START EXTRACTED INFORMATION

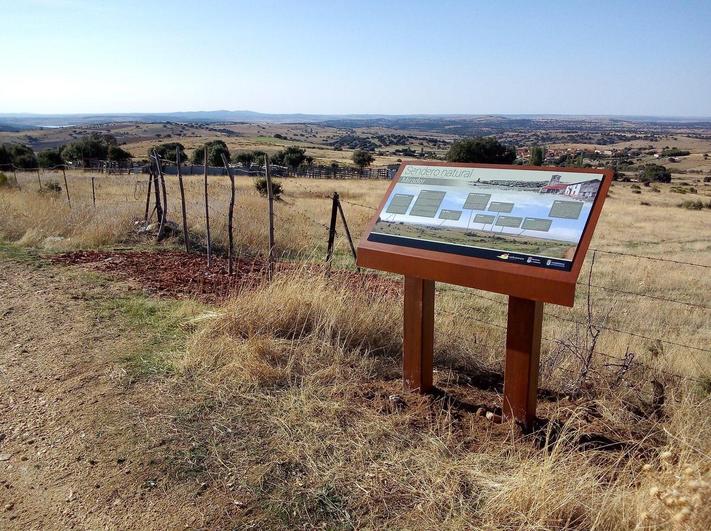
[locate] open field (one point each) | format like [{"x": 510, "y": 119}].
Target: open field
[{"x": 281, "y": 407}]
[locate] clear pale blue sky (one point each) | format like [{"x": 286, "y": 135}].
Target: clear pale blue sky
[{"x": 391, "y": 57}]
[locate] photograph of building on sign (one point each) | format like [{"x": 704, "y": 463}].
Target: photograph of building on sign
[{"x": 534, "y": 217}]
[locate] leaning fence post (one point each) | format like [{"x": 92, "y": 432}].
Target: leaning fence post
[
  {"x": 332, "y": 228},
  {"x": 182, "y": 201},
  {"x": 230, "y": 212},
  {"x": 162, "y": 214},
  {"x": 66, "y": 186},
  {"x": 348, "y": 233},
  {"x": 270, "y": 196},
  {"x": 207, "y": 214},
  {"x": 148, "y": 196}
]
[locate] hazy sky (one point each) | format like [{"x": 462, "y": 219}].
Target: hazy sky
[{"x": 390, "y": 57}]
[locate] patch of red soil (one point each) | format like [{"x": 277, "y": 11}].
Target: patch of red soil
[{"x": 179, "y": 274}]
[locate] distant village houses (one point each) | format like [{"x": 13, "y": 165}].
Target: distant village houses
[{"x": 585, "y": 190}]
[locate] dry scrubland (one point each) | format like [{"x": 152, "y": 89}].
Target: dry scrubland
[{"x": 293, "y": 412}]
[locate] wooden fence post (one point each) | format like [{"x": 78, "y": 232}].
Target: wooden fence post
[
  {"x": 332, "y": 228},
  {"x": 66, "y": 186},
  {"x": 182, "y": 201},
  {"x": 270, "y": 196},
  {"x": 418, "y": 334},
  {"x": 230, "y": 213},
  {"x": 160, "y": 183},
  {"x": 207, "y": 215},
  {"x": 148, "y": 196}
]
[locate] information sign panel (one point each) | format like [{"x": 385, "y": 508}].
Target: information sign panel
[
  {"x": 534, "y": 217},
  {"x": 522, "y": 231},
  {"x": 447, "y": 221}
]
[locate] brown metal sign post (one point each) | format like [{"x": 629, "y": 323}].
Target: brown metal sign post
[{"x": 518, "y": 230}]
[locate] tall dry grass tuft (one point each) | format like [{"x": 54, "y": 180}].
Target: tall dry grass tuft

END EXTRACTED INFORMATION

Where a line above contains the string "tuft", tally it, then give the number alone.

2